Problem statement: From the line with "Mark every instance of the rock in" through the line with "Mark every instance of the tall tree", inclusive, return each line of the data below exactly and leave the rest out.
[Start of section]
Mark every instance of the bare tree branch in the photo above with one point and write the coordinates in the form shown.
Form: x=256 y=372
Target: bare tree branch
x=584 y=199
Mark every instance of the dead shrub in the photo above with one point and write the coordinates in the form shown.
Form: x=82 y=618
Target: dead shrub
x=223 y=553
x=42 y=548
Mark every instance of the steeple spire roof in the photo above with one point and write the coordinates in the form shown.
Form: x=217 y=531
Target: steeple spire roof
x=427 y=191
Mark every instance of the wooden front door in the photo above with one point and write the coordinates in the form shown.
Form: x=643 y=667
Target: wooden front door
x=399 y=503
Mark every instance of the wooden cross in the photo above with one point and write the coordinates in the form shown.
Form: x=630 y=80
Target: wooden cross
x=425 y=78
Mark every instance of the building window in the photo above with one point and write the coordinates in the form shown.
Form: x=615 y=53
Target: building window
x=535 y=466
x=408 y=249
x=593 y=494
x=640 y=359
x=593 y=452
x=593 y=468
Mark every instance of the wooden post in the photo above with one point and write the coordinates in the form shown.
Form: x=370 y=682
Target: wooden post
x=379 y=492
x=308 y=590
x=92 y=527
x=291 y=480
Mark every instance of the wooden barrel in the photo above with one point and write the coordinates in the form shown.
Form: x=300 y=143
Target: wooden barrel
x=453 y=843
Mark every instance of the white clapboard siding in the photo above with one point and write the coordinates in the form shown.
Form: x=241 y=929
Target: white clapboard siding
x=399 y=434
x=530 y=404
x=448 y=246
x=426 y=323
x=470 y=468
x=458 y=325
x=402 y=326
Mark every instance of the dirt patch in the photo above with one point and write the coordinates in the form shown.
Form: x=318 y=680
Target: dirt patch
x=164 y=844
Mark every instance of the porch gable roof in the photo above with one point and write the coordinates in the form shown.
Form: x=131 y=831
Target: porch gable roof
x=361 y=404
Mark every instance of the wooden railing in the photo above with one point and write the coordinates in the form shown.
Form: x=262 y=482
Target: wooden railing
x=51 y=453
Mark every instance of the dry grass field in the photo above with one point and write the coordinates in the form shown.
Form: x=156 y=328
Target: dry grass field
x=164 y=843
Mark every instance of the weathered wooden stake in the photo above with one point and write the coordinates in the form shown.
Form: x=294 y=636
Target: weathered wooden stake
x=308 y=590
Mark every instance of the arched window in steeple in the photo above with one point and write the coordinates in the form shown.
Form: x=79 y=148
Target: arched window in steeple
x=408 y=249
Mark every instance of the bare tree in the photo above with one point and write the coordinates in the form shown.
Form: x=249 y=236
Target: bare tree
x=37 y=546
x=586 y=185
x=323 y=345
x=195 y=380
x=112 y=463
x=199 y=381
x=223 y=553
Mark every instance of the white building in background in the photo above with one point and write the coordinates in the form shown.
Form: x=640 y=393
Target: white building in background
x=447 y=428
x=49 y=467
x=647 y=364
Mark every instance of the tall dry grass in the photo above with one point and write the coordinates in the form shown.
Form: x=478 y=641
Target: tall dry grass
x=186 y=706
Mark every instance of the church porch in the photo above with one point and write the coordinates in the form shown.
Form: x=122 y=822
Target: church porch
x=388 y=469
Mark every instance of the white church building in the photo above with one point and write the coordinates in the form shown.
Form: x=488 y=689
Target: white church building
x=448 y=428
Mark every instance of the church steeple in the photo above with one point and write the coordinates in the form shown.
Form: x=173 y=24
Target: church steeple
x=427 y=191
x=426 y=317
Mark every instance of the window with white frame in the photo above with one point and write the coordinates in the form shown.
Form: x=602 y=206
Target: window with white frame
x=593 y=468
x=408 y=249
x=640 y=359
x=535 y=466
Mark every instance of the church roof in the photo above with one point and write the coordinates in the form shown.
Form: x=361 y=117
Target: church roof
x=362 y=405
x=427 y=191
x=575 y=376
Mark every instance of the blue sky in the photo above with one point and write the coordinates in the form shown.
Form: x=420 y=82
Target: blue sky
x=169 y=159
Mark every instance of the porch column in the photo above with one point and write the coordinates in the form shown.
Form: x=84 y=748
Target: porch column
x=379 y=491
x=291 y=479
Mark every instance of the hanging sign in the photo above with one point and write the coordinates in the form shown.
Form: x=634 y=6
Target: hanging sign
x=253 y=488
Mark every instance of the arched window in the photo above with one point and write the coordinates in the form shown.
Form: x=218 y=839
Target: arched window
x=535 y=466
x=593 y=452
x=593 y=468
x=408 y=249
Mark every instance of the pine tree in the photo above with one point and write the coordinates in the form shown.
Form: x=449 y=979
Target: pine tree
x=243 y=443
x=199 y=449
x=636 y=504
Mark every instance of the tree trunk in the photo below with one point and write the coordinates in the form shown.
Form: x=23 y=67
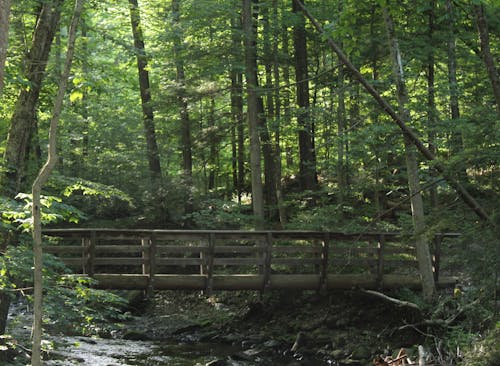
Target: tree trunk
x=23 y=118
x=484 y=39
x=43 y=175
x=270 y=194
x=237 y=107
x=147 y=107
x=277 y=116
x=417 y=207
x=341 y=127
x=252 y=112
x=212 y=143
x=412 y=136
x=4 y=37
x=237 y=112
x=187 y=159
x=431 y=99
x=456 y=143
x=307 y=167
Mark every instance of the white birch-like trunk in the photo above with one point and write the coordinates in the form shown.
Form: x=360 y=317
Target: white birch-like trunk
x=417 y=205
x=43 y=175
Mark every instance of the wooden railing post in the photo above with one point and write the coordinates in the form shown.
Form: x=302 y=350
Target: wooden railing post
x=323 y=282
x=203 y=257
x=85 y=253
x=145 y=246
x=380 y=259
x=91 y=254
x=152 y=265
x=267 y=260
x=438 y=239
x=210 y=264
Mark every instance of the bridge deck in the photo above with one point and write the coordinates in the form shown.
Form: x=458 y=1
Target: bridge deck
x=241 y=260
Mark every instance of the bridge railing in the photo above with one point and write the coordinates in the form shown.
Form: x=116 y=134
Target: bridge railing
x=230 y=259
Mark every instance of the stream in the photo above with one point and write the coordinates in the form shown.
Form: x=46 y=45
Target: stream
x=85 y=351
x=119 y=352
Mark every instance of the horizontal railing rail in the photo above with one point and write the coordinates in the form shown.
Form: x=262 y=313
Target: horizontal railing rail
x=234 y=259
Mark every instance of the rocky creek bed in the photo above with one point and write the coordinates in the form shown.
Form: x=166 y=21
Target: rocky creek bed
x=245 y=328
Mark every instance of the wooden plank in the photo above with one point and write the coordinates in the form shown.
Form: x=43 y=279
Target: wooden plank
x=89 y=266
x=210 y=264
x=296 y=261
x=234 y=249
x=152 y=266
x=174 y=249
x=73 y=261
x=254 y=282
x=119 y=249
x=239 y=261
x=119 y=261
x=296 y=249
x=295 y=281
x=64 y=249
x=324 y=261
x=179 y=261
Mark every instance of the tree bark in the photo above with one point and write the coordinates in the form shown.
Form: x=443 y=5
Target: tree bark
x=484 y=39
x=307 y=165
x=252 y=111
x=144 y=85
x=417 y=206
x=187 y=159
x=23 y=118
x=43 y=175
x=431 y=95
x=4 y=37
x=270 y=184
x=412 y=136
x=237 y=107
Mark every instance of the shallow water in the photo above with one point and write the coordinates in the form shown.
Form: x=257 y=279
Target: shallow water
x=118 y=352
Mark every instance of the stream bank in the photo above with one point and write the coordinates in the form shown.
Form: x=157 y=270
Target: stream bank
x=244 y=328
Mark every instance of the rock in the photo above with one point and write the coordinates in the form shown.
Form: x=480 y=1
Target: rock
x=361 y=352
x=272 y=344
x=135 y=335
x=299 y=341
x=337 y=354
x=217 y=363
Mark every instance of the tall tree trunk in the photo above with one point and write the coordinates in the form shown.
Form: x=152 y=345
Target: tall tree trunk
x=147 y=107
x=307 y=169
x=23 y=118
x=484 y=39
x=417 y=207
x=277 y=116
x=212 y=143
x=237 y=112
x=456 y=143
x=341 y=131
x=187 y=158
x=4 y=37
x=237 y=107
x=270 y=195
x=43 y=175
x=431 y=95
x=252 y=111
x=412 y=136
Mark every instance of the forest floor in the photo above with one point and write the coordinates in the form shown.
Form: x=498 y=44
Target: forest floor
x=305 y=328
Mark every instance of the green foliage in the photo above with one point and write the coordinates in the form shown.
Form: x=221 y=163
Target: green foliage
x=485 y=351
x=221 y=214
x=17 y=213
x=96 y=199
x=72 y=306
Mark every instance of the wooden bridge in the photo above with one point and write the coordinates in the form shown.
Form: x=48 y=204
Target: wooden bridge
x=242 y=260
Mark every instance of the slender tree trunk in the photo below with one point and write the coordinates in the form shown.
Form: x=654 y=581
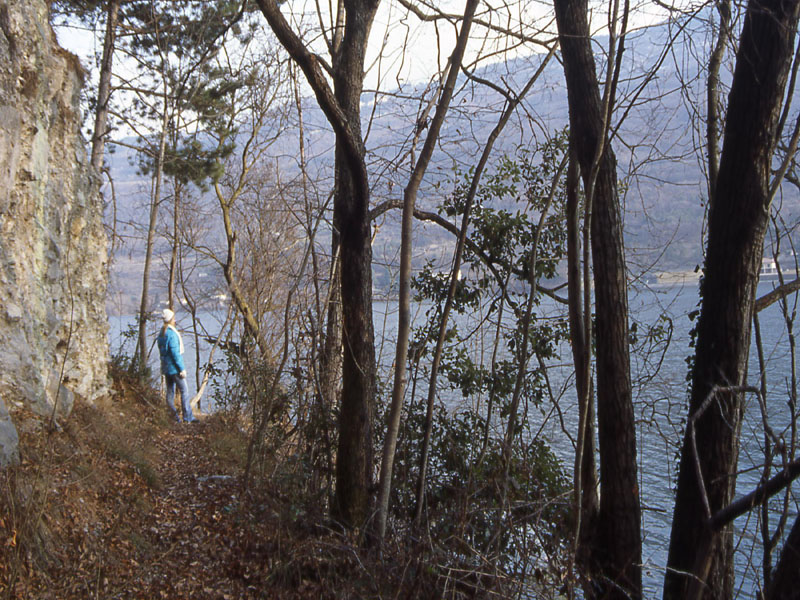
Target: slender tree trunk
x=173 y=261
x=354 y=466
x=151 y=231
x=586 y=502
x=786 y=576
x=737 y=224
x=404 y=318
x=354 y=463
x=616 y=549
x=104 y=87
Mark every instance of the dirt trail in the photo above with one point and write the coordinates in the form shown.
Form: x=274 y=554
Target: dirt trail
x=131 y=507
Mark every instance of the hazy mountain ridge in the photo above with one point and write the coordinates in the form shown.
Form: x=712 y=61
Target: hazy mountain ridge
x=663 y=184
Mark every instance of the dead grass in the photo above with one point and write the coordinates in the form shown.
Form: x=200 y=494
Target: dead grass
x=124 y=504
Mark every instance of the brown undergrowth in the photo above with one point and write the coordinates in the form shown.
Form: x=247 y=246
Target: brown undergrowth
x=120 y=503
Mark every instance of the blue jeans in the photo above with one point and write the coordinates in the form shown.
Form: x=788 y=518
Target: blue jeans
x=186 y=408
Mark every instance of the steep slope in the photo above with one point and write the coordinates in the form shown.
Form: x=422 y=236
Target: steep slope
x=52 y=242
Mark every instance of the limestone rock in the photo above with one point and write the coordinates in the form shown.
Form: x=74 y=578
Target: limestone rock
x=53 y=326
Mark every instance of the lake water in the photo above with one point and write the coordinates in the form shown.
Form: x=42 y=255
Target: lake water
x=660 y=405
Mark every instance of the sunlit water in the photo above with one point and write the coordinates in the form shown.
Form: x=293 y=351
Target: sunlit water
x=660 y=405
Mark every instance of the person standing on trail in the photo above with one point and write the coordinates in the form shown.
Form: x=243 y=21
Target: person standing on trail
x=170 y=347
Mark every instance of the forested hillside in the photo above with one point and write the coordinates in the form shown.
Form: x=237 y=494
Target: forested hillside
x=428 y=236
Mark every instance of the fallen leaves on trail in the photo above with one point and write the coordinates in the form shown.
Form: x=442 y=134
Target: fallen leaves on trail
x=124 y=505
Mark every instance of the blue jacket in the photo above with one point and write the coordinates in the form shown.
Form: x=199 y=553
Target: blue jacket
x=169 y=347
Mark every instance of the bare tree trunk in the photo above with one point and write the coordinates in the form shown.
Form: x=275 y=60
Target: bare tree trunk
x=586 y=502
x=354 y=462
x=785 y=583
x=151 y=231
x=104 y=87
x=737 y=224
x=404 y=320
x=615 y=553
x=173 y=261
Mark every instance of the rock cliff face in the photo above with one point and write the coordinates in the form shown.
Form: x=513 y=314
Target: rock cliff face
x=53 y=324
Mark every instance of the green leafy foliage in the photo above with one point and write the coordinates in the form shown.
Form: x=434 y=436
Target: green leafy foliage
x=480 y=501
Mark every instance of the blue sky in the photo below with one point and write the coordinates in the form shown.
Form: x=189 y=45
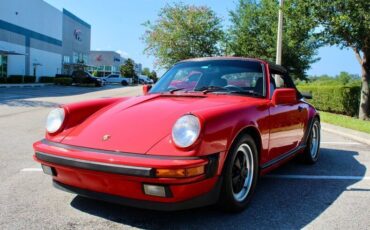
[End of section]
Exercise result:
Mark every instance of the rock in the photo above with one point and write the coordinates in the form shown.
Form: x=480 y=1
Target: rock
x=361 y=352
x=272 y=344
x=135 y=335
x=299 y=341
x=337 y=354
x=217 y=363
Mark every instance of the tall tree trunk in the photo above with one point and write the coordinates in the form shown.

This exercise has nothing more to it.